[START Input data]

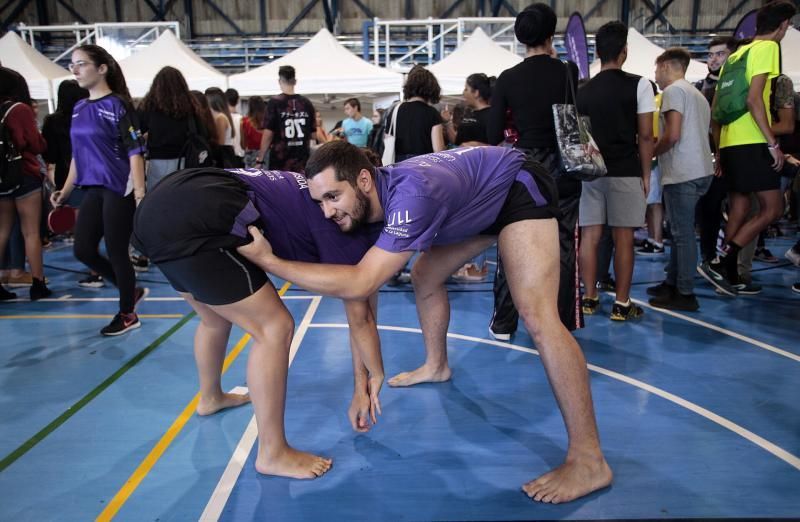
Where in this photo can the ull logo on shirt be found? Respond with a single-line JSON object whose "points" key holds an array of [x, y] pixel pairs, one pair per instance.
{"points": [[398, 218]]}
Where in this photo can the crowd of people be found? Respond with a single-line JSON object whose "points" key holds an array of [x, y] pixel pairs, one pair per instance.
{"points": [[687, 160]]}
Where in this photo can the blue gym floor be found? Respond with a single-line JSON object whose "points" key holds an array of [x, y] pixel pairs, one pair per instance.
{"points": [[698, 412]]}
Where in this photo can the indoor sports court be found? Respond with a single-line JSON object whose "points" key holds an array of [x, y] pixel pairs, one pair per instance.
{"points": [[697, 414]]}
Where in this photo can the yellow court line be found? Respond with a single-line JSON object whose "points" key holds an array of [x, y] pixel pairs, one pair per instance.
{"points": [[88, 316], [161, 446]]}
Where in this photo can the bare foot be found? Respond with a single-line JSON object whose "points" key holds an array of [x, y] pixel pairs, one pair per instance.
{"points": [[422, 374], [571, 480], [292, 463], [228, 400]]}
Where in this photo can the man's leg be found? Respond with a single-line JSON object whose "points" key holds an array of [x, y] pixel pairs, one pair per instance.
{"points": [[264, 316], [210, 344], [530, 252], [590, 239], [429, 274]]}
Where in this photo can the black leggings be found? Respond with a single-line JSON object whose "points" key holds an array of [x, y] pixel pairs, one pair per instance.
{"points": [[106, 214]]}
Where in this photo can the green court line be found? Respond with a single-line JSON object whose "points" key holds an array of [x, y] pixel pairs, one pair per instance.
{"points": [[75, 408]]}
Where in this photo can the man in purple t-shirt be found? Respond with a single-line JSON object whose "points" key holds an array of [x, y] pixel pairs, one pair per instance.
{"points": [[452, 206], [189, 225]]}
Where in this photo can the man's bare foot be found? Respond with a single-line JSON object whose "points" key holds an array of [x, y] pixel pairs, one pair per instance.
{"points": [[292, 463], [571, 480], [228, 400], [422, 374]]}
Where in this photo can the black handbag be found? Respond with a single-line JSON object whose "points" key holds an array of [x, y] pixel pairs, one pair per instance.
{"points": [[196, 151], [580, 156]]}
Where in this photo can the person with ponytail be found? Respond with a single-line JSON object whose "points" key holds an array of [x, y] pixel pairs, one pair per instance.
{"points": [[529, 90], [108, 162]]}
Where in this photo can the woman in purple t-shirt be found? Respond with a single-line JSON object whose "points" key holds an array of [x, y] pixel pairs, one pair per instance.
{"points": [[107, 160]]}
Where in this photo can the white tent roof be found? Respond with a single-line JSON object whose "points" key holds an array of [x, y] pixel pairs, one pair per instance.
{"points": [[790, 59], [323, 66], [642, 54], [140, 68], [37, 69], [479, 54]]}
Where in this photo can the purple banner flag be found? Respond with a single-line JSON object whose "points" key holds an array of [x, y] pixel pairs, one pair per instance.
{"points": [[747, 26], [577, 45]]}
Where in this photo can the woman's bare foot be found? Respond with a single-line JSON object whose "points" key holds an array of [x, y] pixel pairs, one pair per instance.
{"points": [[571, 480], [422, 374], [292, 463], [227, 400]]}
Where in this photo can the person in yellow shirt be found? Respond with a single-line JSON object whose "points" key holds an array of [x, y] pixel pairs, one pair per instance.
{"points": [[748, 153]]}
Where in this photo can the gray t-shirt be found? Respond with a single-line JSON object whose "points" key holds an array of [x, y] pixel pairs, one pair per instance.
{"points": [[690, 157]]}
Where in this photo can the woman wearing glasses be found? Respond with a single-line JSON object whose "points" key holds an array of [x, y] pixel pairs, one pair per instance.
{"points": [[107, 160]]}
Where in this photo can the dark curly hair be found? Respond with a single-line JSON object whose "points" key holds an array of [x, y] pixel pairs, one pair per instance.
{"points": [[169, 94], [422, 83]]}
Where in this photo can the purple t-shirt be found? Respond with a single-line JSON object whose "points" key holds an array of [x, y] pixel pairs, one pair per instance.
{"points": [[444, 197], [294, 224], [104, 135]]}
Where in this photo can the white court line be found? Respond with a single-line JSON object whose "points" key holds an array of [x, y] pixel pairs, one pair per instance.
{"points": [[719, 329], [70, 299], [763, 443], [229, 477]]}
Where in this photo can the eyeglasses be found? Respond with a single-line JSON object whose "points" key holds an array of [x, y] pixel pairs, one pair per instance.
{"points": [[80, 64]]}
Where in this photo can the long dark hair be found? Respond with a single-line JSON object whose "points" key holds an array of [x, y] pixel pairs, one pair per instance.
{"points": [[69, 93], [169, 95], [218, 102], [13, 87], [114, 77], [483, 84], [256, 108], [205, 116]]}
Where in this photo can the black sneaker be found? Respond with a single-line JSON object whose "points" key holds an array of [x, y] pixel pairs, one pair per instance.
{"points": [[676, 301], [607, 285], [743, 288], [624, 313], [5, 295], [121, 323], [93, 281], [39, 290], [715, 274], [650, 249], [139, 295], [764, 255], [590, 305], [662, 289]]}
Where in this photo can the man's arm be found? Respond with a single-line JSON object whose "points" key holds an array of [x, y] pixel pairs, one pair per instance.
{"points": [[672, 133], [343, 281], [755, 104], [367, 362], [645, 130]]}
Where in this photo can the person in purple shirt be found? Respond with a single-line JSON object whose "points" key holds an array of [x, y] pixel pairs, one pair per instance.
{"points": [[451, 206], [108, 162], [189, 226]]}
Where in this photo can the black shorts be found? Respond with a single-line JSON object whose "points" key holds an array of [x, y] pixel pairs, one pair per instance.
{"points": [[533, 195], [215, 277], [748, 168]]}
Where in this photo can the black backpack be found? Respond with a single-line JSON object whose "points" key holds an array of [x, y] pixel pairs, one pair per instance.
{"points": [[196, 152], [10, 157]]}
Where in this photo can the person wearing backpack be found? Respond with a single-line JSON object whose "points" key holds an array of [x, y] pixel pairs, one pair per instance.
{"points": [[748, 153], [20, 176], [107, 161]]}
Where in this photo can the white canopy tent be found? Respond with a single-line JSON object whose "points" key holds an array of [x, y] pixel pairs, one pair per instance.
{"points": [[790, 56], [37, 69], [140, 68], [642, 54], [479, 54], [323, 66]]}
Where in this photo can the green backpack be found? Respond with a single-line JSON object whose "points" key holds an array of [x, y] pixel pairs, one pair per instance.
{"points": [[732, 90]]}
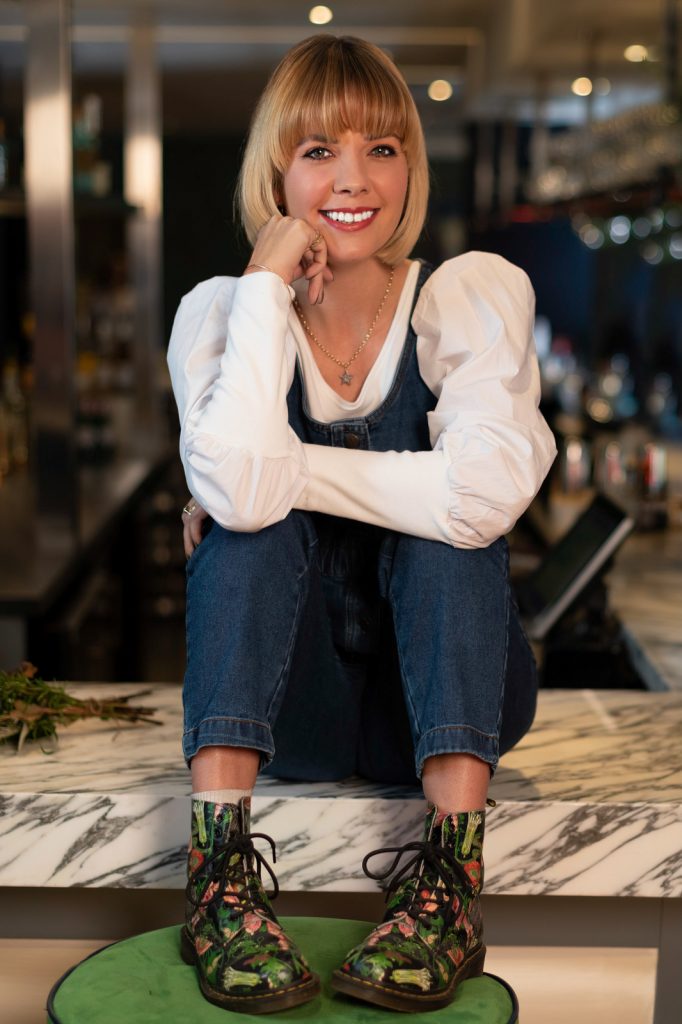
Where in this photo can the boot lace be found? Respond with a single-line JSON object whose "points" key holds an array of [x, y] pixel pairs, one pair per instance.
{"points": [[239, 876], [440, 863]]}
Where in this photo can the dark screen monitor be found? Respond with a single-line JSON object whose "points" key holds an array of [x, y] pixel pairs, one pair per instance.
{"points": [[571, 564]]}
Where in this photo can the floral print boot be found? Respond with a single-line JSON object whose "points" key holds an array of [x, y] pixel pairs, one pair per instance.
{"points": [[245, 961], [431, 935]]}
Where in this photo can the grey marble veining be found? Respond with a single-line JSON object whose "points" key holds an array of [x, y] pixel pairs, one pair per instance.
{"points": [[589, 803]]}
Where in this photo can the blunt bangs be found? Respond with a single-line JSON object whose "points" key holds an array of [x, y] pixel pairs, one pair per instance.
{"points": [[325, 86], [333, 96]]}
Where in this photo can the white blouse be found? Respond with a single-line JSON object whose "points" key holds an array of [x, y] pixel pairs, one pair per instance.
{"points": [[231, 358]]}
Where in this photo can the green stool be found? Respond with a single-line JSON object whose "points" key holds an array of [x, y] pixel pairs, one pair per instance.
{"points": [[142, 980]]}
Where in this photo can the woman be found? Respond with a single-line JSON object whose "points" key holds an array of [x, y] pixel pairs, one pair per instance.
{"points": [[359, 433]]}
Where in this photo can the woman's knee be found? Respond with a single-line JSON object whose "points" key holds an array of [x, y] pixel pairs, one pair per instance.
{"points": [[225, 555]]}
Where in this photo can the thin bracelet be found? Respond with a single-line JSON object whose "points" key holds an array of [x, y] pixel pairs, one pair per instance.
{"points": [[261, 266]]}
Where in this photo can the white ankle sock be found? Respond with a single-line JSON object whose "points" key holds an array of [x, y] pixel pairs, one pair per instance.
{"points": [[222, 796]]}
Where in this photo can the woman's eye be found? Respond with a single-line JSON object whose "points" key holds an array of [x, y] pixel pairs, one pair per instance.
{"points": [[384, 150]]}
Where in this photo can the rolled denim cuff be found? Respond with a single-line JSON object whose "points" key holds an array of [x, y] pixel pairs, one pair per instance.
{"points": [[457, 739], [223, 731]]}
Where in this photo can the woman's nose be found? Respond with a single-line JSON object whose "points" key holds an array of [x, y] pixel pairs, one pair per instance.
{"points": [[350, 176]]}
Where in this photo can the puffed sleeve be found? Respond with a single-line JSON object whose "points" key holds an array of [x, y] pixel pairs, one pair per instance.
{"points": [[231, 365], [492, 446], [476, 352]]}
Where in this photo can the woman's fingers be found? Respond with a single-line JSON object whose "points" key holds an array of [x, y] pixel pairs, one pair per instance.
{"points": [[316, 269], [192, 525], [289, 247]]}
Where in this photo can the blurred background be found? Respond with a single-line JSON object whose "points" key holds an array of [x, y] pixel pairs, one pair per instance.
{"points": [[555, 138]]}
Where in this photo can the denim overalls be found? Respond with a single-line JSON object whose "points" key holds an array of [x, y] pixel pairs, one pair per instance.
{"points": [[337, 648]]}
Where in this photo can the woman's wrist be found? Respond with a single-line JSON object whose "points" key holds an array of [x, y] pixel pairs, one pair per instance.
{"points": [[250, 267]]}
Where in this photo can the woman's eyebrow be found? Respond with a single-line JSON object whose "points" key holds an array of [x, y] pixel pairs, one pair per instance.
{"points": [[315, 138]]}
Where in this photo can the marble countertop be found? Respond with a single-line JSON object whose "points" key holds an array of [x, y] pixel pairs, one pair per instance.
{"points": [[589, 803]]}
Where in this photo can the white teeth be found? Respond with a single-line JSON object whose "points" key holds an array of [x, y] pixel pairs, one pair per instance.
{"points": [[348, 218]]}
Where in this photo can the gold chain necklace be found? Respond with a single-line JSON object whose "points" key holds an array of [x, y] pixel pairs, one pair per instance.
{"points": [[345, 377]]}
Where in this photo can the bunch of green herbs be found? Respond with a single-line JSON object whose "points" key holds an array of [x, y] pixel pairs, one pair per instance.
{"points": [[32, 709]]}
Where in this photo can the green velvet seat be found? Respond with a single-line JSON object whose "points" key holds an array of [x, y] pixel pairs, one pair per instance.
{"points": [[142, 980]]}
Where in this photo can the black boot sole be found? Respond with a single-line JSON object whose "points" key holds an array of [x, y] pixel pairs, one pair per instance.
{"points": [[265, 1004], [409, 1003]]}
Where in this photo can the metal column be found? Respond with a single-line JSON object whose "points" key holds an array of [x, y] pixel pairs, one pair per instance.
{"points": [[142, 165], [51, 268]]}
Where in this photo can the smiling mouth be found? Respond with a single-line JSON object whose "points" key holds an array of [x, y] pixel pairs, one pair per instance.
{"points": [[347, 216]]}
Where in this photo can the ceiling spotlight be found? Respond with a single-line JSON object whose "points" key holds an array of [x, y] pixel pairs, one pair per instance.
{"points": [[582, 87], [439, 90], [636, 53], [321, 14]]}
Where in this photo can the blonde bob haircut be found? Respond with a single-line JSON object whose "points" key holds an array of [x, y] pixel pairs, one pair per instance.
{"points": [[324, 86]]}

[END Input data]

== What you will do ==
Reproduce the lines word for word, starting at the one holding "Where in this photo can the black boot" and ending at the final line of the material above.

== Result ==
Where in this photo can the black boot sole be found? Respond with a single-line JSON object whose "points" key holds an array of [x, y] pixel pairs, one pair per instance.
{"points": [[265, 1004], [409, 1003]]}
Where in this photo can the metal column be found? Respond with a single-line JSON object whose "points" key holds an array of [x, y] pixel pairs, one pair per instance.
{"points": [[142, 165], [51, 268]]}
Where in this photo can the smiling mouth be found? Respond with a single-line JSON object whose "points" key holds an array of [x, y] pixel pairs, one pair per instance.
{"points": [[347, 216]]}
Where in this photo can the ceiling spotlight be found? Respond with a single-line JSON object whose "points" key holds an array of [x, y] pixel pairs, one pair per instance.
{"points": [[582, 87], [439, 90], [636, 53], [321, 14]]}
Where in this photo can the blonde bob haircut be found? Respond with a single-line JSON object whose "points" key holds an array of [x, y] pixel pairs, one pair per instance.
{"points": [[324, 86]]}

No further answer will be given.